## Exercise details
Copy the entries below word for word.
━━ Input rows ━━
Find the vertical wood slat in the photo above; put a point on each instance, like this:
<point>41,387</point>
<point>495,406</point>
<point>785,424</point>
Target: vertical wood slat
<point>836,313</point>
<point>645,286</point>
━━━
## Completed exercise
Find the vertical wood slat in the photo above; put a point on each instance, like this:
<point>41,387</point>
<point>495,406</point>
<point>785,424</point>
Target: vertical wood slat
<point>836,313</point>
<point>645,286</point>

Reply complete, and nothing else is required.